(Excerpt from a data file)

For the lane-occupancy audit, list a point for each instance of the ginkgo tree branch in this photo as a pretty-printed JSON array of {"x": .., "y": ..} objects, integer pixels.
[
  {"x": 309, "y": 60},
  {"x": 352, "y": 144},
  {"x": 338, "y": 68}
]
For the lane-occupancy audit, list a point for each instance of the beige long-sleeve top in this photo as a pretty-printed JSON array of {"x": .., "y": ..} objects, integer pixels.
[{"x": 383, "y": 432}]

...

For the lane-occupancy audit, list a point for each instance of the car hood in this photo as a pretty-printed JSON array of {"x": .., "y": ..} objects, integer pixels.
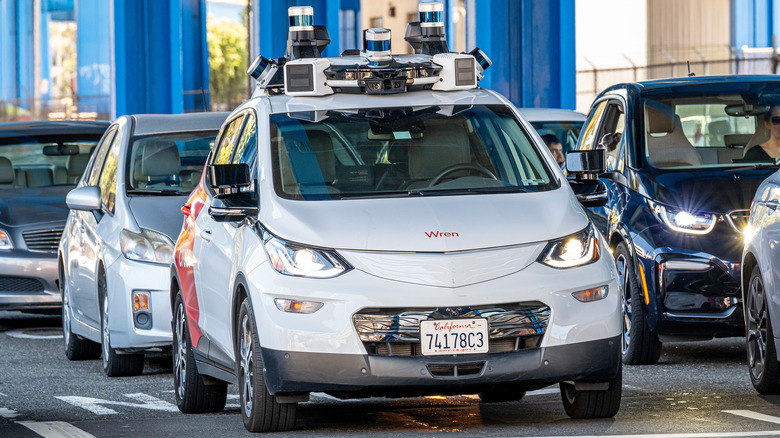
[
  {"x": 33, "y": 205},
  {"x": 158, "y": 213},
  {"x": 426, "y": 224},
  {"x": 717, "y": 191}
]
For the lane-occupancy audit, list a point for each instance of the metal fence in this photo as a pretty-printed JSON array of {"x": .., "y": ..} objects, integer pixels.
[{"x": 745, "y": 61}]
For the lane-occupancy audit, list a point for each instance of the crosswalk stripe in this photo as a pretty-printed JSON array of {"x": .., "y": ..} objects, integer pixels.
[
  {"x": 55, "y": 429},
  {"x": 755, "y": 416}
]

==

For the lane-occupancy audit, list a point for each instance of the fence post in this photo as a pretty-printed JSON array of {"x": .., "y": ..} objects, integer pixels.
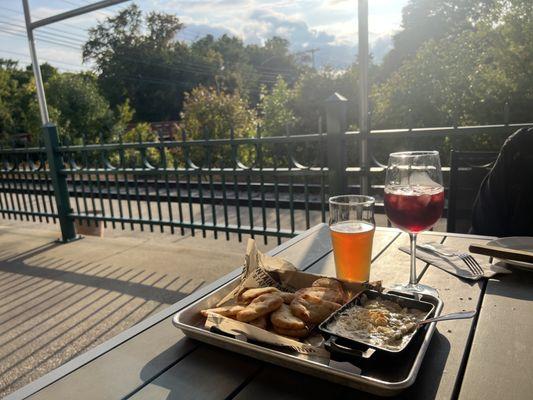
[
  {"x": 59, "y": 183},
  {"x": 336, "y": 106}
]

Written request:
From the rows above, keep only the lines that contain the string "each" and copy them out. Case counts.

Worked solution:
For the lane-occupancy audit, list a point for each instance of the ginkgo tree branch in this photo as a pretty-printed JSON array of {"x": .., "y": ..} objects, integer pixels.
For the lane-occupancy audit, list a point for each instance of the beige long-sleeve top in this photo as a pretty-printed JSON array of {"x": .., "y": ..} objects, integer pixels.
For the lane-occupancy audit, list a point for each instance of the car hood in this photo as a pretty-printed JSON array of {"x": .., "y": ..} objects, integer pixels.
For the lane-occupancy audit, list a point for each instance of the metal fence in this photo as a pretty-printed JSON array of {"x": .., "y": ..} objects, integer pixels.
For the lane-occupancy audit, list a point for each instance of the crosswalk stripe in this photo as a pretty-printed JSON array of {"x": .., "y": ..} objects, integer pixels.
For the lane-occupancy audit, list a point for each instance of the fence post in this photo as a pretty-printed JSON array of {"x": .., "y": ..} objects, integer pixels.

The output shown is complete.